#### [EXERCISE OBJECTIVE]
Transcribe the records below word for word, beginning with the first line and stopping after the line that contains "28L10 24L0 19L2"; pictures are not part of the copy.

[Dataset entries]
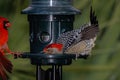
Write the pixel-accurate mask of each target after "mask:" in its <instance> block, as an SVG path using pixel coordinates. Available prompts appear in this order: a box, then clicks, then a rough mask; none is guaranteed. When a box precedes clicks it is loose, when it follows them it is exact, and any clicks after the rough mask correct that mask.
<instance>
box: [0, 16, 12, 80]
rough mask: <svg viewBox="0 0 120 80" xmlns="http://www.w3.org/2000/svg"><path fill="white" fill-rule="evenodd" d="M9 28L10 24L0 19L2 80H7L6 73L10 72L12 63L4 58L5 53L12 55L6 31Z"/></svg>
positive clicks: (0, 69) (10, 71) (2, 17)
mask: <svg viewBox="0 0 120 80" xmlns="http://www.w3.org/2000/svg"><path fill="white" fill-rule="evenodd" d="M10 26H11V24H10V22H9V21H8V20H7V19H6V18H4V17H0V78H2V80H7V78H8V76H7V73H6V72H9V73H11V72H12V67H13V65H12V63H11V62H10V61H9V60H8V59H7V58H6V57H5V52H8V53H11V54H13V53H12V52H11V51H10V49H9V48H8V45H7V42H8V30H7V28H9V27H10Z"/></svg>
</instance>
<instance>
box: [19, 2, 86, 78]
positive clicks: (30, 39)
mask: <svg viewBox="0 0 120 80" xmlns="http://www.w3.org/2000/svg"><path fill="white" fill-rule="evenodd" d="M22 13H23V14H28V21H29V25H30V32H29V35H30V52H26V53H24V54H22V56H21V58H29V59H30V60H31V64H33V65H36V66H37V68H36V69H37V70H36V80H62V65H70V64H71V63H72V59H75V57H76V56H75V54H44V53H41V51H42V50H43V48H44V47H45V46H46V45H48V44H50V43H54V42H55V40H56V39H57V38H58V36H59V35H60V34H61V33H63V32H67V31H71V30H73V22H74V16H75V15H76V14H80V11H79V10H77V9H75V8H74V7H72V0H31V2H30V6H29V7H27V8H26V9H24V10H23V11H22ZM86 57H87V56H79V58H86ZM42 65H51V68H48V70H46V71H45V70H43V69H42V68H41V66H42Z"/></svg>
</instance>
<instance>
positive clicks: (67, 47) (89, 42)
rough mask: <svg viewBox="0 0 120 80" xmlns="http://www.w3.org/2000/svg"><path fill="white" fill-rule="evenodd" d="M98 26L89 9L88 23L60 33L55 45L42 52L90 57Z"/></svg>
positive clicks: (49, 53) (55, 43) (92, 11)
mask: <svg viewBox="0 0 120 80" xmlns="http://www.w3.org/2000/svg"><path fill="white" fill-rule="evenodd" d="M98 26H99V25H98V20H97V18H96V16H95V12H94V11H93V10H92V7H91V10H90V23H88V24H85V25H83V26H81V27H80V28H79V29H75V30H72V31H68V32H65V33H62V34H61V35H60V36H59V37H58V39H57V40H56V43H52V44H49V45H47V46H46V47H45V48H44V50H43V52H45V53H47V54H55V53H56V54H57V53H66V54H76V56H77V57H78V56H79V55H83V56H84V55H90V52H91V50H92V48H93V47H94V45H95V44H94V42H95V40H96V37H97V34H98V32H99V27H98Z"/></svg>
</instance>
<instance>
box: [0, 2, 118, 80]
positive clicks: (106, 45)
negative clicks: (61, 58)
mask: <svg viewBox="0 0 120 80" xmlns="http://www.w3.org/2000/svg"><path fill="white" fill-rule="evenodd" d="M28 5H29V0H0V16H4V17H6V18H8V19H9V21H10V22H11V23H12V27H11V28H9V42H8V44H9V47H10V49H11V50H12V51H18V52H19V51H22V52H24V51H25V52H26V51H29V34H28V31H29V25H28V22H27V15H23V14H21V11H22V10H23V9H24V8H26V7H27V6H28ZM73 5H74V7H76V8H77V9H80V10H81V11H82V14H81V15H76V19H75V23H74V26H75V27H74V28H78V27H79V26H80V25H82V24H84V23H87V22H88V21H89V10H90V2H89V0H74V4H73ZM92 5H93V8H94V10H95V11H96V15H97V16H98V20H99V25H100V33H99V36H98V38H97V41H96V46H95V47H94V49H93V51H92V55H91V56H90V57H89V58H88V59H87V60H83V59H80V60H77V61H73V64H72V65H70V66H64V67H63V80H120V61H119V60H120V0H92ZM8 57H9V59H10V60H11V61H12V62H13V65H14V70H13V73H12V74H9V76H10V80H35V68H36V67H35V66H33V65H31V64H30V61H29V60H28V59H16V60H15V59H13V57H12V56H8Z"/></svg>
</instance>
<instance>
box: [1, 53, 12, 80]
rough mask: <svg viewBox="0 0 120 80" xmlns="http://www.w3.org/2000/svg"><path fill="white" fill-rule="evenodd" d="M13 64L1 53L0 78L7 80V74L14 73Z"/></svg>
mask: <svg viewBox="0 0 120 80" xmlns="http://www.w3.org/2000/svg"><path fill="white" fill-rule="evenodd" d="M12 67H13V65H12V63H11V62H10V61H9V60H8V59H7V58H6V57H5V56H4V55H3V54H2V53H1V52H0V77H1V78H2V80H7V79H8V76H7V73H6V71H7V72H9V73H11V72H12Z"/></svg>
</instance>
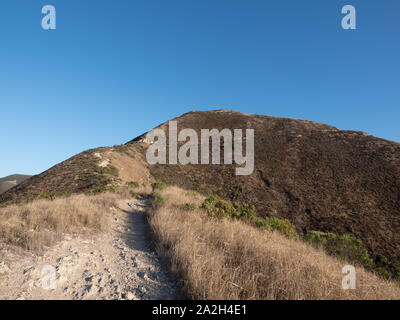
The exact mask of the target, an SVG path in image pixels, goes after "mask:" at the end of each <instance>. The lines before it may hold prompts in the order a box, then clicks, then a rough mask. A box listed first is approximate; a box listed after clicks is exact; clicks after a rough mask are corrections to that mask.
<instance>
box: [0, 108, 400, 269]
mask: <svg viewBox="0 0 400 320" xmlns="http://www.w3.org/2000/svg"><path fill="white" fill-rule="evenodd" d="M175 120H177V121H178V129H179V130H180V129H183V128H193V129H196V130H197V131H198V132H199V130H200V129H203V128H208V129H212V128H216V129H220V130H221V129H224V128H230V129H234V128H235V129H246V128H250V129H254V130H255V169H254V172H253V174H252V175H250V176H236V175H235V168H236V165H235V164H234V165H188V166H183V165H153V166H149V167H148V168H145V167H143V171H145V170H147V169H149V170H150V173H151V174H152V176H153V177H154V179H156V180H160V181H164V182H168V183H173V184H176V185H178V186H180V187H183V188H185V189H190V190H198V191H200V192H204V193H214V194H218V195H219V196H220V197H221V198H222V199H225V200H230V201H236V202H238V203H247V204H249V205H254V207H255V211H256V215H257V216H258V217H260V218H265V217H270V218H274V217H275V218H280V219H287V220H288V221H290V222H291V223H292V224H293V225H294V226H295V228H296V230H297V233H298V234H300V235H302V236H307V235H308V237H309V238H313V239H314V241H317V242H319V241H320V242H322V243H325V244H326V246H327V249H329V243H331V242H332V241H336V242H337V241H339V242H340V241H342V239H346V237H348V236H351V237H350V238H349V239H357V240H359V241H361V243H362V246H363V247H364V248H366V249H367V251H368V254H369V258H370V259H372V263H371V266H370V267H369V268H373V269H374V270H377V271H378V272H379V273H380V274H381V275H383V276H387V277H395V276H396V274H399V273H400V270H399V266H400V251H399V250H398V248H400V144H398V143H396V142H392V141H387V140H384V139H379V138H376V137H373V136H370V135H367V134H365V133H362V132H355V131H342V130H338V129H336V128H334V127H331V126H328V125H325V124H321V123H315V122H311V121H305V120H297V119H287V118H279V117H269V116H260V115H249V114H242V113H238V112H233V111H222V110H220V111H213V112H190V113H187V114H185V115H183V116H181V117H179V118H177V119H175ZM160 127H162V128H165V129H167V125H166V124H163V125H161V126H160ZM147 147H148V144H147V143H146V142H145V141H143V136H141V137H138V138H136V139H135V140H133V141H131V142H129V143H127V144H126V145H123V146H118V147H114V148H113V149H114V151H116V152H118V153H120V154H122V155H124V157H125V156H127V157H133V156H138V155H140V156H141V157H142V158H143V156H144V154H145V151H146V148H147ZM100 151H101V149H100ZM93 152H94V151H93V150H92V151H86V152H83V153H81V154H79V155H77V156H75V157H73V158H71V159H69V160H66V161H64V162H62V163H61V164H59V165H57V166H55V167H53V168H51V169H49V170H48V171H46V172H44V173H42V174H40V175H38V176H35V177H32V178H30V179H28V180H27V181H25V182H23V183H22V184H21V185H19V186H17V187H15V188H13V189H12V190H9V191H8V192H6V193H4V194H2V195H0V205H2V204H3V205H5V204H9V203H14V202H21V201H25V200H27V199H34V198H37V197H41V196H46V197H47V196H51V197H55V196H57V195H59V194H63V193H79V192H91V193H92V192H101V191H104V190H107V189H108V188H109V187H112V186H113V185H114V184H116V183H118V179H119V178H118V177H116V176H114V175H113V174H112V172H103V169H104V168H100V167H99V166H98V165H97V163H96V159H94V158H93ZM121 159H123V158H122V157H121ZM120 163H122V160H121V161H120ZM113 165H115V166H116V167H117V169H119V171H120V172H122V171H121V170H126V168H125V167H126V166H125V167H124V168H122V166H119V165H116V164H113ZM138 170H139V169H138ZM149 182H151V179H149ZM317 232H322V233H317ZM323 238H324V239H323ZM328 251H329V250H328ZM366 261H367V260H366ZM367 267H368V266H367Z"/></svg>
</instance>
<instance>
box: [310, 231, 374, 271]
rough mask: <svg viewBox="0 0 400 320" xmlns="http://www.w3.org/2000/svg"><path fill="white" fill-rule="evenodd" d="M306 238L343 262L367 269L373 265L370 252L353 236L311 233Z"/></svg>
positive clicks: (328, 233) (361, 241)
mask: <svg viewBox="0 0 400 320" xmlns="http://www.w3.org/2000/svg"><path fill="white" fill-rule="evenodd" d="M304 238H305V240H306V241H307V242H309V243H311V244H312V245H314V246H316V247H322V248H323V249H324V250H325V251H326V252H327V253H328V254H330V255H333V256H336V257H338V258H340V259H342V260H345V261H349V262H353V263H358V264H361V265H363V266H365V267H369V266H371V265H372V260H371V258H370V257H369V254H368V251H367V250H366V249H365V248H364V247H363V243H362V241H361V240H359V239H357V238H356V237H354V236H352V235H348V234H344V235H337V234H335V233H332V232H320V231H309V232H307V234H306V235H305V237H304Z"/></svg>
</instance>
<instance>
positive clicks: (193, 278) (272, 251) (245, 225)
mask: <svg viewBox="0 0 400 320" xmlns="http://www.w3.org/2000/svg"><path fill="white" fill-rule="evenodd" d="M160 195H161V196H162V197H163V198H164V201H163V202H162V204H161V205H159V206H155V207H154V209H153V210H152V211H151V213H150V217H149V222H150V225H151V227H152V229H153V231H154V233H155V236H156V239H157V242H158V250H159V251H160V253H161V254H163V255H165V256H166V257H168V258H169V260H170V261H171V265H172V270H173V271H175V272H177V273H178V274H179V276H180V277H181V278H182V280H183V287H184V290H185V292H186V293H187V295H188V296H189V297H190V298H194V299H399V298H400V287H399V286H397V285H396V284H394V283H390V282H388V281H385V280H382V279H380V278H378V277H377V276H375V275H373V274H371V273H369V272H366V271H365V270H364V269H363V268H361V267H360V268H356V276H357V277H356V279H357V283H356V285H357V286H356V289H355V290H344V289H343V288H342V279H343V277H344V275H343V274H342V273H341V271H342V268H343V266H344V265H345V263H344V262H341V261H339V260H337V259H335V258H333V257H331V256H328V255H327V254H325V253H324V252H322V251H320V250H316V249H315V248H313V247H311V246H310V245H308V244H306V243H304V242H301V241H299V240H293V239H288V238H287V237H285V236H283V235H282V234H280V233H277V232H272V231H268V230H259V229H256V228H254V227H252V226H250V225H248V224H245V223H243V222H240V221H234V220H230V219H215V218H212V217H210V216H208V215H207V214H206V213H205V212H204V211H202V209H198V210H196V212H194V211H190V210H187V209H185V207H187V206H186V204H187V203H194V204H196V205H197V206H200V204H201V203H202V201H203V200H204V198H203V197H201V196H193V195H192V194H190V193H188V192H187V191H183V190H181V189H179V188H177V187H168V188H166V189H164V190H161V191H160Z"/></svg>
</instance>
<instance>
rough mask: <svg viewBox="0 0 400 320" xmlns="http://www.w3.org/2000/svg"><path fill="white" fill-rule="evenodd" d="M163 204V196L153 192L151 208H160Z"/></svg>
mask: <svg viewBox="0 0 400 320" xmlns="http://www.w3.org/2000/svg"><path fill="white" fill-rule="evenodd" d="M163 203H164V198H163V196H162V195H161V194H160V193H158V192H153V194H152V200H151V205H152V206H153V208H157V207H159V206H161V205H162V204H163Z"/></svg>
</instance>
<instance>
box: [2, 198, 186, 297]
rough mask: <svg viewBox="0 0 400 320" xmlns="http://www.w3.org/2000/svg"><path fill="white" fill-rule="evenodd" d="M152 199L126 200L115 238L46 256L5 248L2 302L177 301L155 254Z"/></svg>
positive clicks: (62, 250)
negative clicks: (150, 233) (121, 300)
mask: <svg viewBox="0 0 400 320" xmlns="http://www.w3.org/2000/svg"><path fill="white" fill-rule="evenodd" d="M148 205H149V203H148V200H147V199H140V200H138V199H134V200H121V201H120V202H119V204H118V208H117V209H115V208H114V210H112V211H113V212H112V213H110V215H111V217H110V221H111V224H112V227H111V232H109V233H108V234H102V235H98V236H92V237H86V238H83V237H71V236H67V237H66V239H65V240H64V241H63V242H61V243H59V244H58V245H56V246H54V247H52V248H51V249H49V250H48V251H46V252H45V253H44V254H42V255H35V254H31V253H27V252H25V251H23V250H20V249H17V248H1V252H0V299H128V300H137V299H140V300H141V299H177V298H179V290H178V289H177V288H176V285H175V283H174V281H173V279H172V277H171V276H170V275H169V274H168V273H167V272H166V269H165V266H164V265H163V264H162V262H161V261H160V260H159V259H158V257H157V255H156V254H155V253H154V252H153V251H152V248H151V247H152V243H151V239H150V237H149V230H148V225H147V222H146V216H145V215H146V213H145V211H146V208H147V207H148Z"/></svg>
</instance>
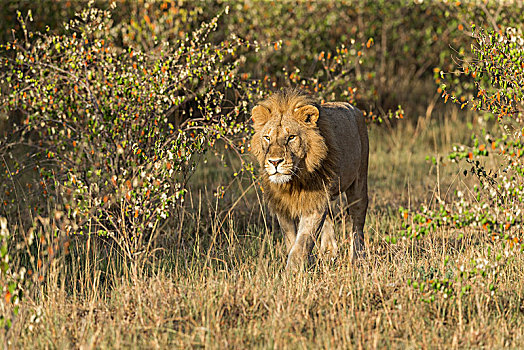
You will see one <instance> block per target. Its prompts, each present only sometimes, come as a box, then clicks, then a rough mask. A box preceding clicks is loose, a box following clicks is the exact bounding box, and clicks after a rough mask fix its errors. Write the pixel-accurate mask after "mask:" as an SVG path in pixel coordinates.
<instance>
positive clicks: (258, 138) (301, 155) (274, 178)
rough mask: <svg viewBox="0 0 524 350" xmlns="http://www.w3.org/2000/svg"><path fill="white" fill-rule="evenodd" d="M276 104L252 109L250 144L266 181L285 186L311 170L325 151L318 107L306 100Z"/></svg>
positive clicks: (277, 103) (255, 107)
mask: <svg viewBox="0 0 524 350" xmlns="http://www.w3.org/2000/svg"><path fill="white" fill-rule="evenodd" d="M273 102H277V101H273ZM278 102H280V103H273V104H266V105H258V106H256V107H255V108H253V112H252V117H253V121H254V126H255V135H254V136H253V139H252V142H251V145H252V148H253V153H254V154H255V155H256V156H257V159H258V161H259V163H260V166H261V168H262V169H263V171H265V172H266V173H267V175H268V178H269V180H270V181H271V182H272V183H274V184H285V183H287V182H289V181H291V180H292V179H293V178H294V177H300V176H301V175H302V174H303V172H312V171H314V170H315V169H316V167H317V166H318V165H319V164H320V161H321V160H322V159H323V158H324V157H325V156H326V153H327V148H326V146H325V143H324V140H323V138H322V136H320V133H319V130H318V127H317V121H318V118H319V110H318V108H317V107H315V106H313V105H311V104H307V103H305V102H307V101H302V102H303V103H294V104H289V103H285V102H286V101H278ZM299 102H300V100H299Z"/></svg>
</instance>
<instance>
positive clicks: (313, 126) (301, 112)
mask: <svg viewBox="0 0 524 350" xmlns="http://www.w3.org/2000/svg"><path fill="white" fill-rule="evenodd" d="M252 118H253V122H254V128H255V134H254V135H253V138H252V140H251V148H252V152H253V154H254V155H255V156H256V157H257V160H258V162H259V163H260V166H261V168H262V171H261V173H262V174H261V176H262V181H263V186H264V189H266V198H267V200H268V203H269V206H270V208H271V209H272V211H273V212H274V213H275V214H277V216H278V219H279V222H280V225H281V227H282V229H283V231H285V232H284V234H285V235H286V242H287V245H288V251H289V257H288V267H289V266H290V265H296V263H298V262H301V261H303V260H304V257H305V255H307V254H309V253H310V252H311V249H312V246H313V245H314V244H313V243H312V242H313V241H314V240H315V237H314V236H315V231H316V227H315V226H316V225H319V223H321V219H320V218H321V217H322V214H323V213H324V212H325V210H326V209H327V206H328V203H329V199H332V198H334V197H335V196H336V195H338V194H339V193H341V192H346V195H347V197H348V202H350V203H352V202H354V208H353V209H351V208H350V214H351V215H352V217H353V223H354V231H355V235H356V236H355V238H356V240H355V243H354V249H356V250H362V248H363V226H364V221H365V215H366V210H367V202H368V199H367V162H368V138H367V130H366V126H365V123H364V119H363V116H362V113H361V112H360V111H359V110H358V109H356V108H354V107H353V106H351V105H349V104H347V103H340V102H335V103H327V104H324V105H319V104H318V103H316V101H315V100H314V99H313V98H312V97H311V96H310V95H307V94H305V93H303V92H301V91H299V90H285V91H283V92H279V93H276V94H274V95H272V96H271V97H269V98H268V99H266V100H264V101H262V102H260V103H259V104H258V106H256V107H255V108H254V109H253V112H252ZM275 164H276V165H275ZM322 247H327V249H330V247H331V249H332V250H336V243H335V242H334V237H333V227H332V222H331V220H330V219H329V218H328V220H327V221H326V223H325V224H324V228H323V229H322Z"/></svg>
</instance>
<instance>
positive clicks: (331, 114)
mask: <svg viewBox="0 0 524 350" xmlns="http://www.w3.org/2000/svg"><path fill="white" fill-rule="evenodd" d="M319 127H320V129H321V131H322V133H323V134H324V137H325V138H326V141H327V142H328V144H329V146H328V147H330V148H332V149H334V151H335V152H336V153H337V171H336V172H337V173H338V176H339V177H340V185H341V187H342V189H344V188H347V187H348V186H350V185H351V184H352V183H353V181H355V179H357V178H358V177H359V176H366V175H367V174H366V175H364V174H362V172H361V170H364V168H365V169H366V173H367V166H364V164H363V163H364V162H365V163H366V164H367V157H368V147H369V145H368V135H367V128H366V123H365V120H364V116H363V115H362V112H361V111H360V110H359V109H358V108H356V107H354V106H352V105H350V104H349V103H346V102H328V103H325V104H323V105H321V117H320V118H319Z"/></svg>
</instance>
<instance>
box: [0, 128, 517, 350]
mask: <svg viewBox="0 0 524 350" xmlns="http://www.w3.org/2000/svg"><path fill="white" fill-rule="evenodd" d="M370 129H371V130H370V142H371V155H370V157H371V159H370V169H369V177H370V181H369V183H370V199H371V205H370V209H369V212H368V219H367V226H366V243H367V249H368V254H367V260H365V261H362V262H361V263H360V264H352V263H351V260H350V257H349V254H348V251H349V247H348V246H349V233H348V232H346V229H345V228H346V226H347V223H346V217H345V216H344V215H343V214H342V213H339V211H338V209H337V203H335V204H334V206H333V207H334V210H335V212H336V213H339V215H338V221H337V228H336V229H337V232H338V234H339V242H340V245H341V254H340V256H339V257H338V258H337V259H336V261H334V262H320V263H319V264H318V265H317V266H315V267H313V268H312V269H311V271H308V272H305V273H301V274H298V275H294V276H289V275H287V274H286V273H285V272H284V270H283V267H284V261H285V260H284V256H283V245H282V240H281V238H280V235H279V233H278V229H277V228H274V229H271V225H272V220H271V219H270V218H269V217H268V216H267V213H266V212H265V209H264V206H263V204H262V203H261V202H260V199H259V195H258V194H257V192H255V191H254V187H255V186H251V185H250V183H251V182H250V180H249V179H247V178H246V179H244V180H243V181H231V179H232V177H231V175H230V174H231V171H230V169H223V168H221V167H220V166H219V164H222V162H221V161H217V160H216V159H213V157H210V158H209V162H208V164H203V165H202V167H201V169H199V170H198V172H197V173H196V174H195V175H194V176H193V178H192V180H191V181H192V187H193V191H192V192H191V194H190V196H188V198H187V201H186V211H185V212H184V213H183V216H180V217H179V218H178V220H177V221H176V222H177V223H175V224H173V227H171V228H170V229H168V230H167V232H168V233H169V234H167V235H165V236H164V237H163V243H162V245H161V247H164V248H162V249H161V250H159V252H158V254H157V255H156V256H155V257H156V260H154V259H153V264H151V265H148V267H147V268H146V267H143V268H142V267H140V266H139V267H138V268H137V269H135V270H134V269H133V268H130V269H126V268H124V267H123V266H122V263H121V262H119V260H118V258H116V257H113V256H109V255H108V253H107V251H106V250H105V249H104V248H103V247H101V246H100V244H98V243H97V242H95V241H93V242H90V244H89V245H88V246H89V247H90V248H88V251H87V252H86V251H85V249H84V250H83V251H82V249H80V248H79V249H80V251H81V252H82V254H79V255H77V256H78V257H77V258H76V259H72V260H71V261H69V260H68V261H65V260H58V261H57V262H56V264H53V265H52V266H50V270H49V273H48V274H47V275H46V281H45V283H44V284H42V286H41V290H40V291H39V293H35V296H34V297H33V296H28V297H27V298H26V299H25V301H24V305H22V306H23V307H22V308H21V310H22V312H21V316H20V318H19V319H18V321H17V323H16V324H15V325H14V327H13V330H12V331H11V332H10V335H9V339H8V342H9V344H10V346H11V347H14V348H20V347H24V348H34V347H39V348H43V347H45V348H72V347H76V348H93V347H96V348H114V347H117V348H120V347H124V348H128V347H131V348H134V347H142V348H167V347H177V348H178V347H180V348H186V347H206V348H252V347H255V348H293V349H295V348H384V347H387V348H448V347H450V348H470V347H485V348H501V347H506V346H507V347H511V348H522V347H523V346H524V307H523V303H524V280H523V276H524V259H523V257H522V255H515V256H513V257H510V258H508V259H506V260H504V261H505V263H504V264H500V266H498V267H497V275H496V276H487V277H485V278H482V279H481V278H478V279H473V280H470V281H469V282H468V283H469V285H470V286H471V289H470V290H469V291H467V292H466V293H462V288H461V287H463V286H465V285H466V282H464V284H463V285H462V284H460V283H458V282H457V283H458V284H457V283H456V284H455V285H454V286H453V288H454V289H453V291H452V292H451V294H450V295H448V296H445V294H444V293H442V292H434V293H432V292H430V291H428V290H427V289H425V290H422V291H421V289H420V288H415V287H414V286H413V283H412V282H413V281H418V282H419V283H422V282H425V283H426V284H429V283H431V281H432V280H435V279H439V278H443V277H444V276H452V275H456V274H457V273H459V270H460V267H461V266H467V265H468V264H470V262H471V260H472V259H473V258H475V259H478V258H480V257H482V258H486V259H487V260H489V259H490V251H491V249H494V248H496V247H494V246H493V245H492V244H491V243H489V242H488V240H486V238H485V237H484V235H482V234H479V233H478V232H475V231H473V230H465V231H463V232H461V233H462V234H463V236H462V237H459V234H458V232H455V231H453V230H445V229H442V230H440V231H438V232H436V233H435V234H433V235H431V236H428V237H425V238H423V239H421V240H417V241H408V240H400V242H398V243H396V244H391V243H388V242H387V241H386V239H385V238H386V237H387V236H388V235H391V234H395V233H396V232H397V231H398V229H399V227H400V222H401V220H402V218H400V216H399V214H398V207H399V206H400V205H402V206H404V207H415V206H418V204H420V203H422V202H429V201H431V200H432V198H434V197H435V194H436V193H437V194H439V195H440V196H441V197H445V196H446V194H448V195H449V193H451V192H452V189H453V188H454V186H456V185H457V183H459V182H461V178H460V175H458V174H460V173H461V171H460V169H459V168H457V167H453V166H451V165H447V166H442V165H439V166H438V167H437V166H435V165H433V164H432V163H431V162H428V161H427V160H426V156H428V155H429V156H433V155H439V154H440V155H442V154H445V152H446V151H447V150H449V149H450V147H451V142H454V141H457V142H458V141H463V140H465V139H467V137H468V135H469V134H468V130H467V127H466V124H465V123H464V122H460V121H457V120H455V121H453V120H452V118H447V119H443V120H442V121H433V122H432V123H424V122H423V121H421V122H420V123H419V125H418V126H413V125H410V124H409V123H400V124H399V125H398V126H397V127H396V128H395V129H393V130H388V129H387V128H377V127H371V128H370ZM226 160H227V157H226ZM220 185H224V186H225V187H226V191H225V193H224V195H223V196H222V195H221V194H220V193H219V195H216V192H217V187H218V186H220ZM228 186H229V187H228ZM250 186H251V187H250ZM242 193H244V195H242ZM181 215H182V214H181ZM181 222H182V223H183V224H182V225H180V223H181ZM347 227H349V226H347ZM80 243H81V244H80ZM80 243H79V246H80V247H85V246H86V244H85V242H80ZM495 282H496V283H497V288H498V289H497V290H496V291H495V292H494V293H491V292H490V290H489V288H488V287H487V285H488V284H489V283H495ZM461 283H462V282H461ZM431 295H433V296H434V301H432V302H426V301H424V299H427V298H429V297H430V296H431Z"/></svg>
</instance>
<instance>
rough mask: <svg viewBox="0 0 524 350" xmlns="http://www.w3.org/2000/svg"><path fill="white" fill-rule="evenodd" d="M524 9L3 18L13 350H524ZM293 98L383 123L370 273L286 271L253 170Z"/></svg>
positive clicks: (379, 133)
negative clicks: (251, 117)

#### [RESPONSE TO THE TASK]
Write the pixel-accurate mask of each target after "mask:" in its <instance> block, as an SVG path using pixel coordinates. Available prompts appear in this order: a box, then clicks, then a rough mask; none is guaranteed. When a box precedes clicks it is loose, when it follows them it is exact, and any clicks after the rough mask correct that mask.
<instance>
box: [0, 16, 12, 80]
rough mask: <svg viewBox="0 0 120 80" xmlns="http://www.w3.org/2000/svg"><path fill="white" fill-rule="evenodd" d="M9 28L10 24L0 19L2 80H7L6 73L10 72L12 63L4 58L5 53L12 55L6 31Z"/></svg>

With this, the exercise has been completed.